Working data:
◇ ◇ ◇ ◇ ◇

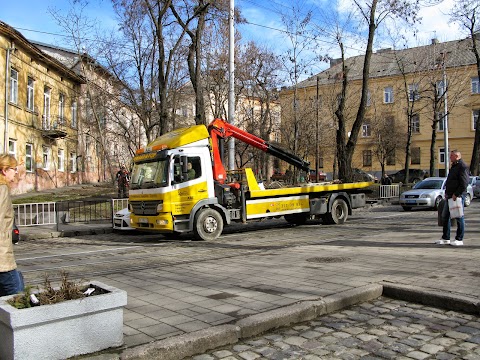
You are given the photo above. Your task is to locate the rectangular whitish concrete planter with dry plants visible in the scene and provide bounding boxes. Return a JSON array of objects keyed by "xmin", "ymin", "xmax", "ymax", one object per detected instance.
[{"xmin": 0, "ymin": 282, "xmax": 127, "ymax": 360}]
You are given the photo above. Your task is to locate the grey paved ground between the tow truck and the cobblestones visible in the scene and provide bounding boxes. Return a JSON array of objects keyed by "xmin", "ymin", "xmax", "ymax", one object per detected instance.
[{"xmin": 13, "ymin": 202, "xmax": 480, "ymax": 360}]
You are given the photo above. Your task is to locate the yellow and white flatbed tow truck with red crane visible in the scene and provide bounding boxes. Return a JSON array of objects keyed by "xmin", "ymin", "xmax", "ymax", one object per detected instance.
[{"xmin": 129, "ymin": 119, "xmax": 371, "ymax": 240}]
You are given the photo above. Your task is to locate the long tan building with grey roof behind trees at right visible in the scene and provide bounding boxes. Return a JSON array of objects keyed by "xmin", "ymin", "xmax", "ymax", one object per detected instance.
[{"xmin": 281, "ymin": 39, "xmax": 480, "ymax": 177}]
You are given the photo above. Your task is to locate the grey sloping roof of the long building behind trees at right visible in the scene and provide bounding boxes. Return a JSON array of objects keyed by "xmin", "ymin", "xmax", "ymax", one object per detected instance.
[{"xmin": 298, "ymin": 38, "xmax": 480, "ymax": 88}]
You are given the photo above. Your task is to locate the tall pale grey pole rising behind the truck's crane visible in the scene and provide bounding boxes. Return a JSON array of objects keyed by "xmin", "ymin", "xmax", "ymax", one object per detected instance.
[{"xmin": 228, "ymin": 0, "xmax": 235, "ymax": 170}]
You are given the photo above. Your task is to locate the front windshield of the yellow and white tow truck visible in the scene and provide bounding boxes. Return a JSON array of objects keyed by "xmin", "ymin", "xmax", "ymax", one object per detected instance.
[{"xmin": 130, "ymin": 159, "xmax": 168, "ymax": 190}]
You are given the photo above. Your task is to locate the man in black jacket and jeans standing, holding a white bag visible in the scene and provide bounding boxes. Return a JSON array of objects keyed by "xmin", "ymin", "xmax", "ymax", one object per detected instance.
[{"xmin": 435, "ymin": 150, "xmax": 468, "ymax": 246}]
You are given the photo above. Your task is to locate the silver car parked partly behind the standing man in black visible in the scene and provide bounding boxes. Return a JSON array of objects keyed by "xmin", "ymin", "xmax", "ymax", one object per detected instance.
[{"xmin": 400, "ymin": 177, "xmax": 473, "ymax": 211}]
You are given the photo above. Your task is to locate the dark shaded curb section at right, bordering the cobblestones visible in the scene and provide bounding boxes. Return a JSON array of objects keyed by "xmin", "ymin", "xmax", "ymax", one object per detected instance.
[{"xmin": 381, "ymin": 282, "xmax": 480, "ymax": 315}]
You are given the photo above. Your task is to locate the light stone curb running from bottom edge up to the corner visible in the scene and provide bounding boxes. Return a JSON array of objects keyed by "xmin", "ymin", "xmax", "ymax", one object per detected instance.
[{"xmin": 120, "ymin": 284, "xmax": 382, "ymax": 360}]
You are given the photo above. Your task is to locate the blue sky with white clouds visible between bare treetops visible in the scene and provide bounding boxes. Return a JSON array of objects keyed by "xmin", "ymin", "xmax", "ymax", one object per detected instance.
[{"xmin": 0, "ymin": 0, "xmax": 463, "ymax": 56}]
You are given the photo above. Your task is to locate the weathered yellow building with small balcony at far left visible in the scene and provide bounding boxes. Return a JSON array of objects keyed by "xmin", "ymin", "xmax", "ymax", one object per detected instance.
[{"xmin": 0, "ymin": 21, "xmax": 83, "ymax": 193}]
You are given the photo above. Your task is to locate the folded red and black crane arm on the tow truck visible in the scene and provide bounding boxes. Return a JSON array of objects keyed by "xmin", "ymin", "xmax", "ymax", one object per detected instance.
[{"xmin": 208, "ymin": 119, "xmax": 310, "ymax": 183}]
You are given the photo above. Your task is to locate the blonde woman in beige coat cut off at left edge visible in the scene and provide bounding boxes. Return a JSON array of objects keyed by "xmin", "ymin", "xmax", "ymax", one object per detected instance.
[{"xmin": 0, "ymin": 154, "xmax": 23, "ymax": 296}]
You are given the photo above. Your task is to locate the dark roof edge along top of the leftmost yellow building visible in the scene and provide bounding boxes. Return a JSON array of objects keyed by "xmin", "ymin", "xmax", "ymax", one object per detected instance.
[{"xmin": 0, "ymin": 20, "xmax": 85, "ymax": 84}]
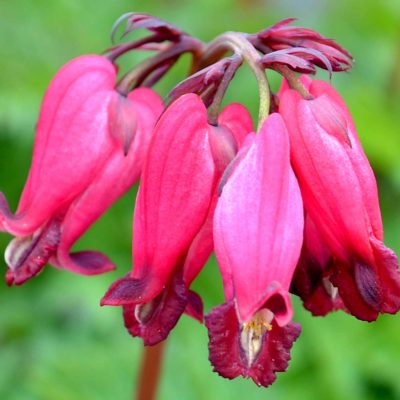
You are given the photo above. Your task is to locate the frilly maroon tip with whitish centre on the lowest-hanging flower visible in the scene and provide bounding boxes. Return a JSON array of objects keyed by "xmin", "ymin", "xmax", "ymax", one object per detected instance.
[{"xmin": 205, "ymin": 301, "xmax": 301, "ymax": 387}]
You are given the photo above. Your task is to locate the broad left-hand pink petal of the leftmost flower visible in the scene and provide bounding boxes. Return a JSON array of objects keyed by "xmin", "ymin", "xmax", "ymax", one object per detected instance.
[{"xmin": 3, "ymin": 56, "xmax": 116, "ymax": 235}]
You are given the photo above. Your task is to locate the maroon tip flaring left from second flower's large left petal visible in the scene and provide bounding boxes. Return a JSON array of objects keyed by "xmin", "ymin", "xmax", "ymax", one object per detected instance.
[{"xmin": 100, "ymin": 275, "xmax": 147, "ymax": 306}]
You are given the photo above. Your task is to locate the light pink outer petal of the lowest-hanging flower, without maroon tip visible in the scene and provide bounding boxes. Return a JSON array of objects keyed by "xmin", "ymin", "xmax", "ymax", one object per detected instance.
[{"xmin": 214, "ymin": 114, "xmax": 303, "ymax": 325}]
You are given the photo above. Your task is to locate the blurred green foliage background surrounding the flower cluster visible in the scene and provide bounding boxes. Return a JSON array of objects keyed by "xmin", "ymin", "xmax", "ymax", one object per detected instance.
[{"xmin": 0, "ymin": 0, "xmax": 400, "ymax": 400}]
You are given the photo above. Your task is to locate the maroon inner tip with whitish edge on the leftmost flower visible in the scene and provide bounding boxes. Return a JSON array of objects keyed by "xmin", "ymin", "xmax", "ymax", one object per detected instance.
[{"xmin": 5, "ymin": 219, "xmax": 60, "ymax": 286}]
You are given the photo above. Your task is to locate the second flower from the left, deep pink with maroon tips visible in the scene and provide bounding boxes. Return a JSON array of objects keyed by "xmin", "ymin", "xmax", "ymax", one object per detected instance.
[{"xmin": 102, "ymin": 94, "xmax": 252, "ymax": 345}]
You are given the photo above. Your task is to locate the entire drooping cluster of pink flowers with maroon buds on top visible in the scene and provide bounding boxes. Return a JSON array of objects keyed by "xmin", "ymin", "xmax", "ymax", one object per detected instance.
[{"xmin": 0, "ymin": 14, "xmax": 400, "ymax": 386}]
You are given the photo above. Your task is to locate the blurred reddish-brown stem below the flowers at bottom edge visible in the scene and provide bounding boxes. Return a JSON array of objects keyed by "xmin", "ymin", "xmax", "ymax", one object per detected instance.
[{"xmin": 136, "ymin": 342, "xmax": 165, "ymax": 400}]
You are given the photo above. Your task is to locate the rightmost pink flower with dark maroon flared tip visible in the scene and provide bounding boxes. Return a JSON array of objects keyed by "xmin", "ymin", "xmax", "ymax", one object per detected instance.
[{"xmin": 279, "ymin": 76, "xmax": 400, "ymax": 321}]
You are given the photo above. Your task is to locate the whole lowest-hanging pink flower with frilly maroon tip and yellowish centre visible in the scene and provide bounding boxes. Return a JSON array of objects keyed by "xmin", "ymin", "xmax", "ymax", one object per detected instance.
[{"xmin": 206, "ymin": 114, "xmax": 303, "ymax": 386}]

◇ ◇ ◇ ◇ ◇

Task requirements:
Repeat only the stretch of lines starting at the one containing "locate the whole" and running to the final line of the entries above.

Exercise output:
You are given the photo above. Your task is to locate the whole lowest-hanging pink flower with frilly maroon tip and yellowish centre visible in the scene and provide bounding boxes. Return a JSON array of objects keyed by "xmin", "ymin", "xmax", "ymax", one object per detected instance.
[{"xmin": 206, "ymin": 114, "xmax": 303, "ymax": 386}]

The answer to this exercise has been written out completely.